** Data section follows **
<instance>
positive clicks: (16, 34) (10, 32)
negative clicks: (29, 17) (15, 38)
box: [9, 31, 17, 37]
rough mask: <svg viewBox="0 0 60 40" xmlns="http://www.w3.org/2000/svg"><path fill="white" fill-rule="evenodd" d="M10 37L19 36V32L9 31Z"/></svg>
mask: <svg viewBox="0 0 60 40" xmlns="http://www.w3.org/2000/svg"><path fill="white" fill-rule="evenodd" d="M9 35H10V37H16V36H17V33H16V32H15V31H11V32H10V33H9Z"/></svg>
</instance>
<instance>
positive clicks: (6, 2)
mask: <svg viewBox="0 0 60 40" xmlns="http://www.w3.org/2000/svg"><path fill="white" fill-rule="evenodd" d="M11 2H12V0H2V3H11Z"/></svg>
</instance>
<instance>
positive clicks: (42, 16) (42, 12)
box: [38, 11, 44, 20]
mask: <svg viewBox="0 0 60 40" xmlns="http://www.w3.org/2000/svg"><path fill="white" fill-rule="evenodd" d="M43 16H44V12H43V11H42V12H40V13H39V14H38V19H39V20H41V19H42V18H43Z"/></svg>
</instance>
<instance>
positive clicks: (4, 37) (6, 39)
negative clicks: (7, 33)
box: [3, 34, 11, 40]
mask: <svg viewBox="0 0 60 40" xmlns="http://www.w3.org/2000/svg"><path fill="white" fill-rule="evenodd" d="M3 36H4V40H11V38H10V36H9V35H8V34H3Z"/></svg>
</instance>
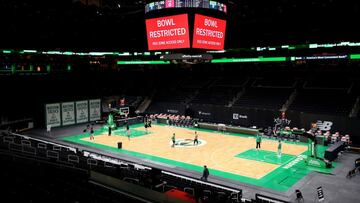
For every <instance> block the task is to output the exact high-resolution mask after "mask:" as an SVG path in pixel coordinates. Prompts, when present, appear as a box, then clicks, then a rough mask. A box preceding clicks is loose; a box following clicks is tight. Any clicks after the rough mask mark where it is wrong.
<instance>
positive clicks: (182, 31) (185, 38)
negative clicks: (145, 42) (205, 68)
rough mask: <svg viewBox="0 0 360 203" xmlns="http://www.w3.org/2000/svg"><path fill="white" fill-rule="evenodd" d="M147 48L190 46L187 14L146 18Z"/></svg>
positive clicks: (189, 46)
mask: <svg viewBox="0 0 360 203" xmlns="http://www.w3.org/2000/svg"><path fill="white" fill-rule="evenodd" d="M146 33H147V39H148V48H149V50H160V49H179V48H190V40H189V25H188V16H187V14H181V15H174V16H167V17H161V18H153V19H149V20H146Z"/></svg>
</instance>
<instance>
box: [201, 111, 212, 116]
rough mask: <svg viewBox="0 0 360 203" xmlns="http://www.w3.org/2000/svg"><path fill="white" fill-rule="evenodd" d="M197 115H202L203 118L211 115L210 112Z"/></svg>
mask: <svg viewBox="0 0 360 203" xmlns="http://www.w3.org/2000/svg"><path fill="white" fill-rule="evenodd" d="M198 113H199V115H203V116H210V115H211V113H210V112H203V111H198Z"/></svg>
** End of Data section **
** Data section follows **
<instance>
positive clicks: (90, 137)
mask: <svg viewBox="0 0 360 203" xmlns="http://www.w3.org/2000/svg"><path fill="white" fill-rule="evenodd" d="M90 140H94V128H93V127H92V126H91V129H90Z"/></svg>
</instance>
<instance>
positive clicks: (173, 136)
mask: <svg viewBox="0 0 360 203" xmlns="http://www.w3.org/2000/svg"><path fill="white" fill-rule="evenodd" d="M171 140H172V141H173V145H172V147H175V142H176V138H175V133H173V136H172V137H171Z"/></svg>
** End of Data section **
** Data section follows **
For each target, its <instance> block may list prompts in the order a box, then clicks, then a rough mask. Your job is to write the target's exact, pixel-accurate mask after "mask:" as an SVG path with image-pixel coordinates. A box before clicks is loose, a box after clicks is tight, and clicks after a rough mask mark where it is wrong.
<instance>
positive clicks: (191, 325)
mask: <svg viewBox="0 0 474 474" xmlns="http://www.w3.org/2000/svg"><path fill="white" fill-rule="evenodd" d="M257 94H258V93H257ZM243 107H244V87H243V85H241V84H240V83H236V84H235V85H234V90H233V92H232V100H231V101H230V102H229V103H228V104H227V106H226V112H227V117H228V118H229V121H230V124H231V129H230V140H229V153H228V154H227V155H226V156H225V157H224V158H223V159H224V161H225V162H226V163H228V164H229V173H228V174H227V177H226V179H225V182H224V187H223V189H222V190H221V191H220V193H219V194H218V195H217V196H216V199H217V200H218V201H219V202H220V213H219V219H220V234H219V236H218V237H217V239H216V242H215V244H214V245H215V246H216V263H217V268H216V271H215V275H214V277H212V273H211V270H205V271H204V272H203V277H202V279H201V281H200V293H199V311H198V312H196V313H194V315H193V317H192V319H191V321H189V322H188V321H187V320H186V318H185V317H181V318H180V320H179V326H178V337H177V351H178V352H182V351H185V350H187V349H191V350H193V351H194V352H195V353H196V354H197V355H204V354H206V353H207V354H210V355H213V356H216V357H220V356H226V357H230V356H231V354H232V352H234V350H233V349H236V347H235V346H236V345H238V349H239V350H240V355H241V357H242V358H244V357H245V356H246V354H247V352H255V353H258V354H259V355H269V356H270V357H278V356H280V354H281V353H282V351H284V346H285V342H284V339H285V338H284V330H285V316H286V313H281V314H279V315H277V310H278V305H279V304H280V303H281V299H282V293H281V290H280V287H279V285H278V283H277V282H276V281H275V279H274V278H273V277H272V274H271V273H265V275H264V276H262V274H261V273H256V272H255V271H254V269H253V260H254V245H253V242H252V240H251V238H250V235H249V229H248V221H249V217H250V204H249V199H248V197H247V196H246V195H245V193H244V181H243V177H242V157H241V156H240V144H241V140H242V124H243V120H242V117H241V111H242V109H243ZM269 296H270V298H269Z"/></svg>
** End of Data section **
> **What the task requires**:
For the material above, reproduce exactly the lines from the line with "negative clicks: (145, 42) (205, 68)" to the line with "48L190 46L187 14L146", inclusive, and exclude all others.

> **Exercise result**:
negative clicks: (145, 42) (205, 68)
rough mask: <svg viewBox="0 0 360 203" xmlns="http://www.w3.org/2000/svg"><path fill="white" fill-rule="evenodd" d="M147 48L190 46L187 14L146 18Z"/></svg>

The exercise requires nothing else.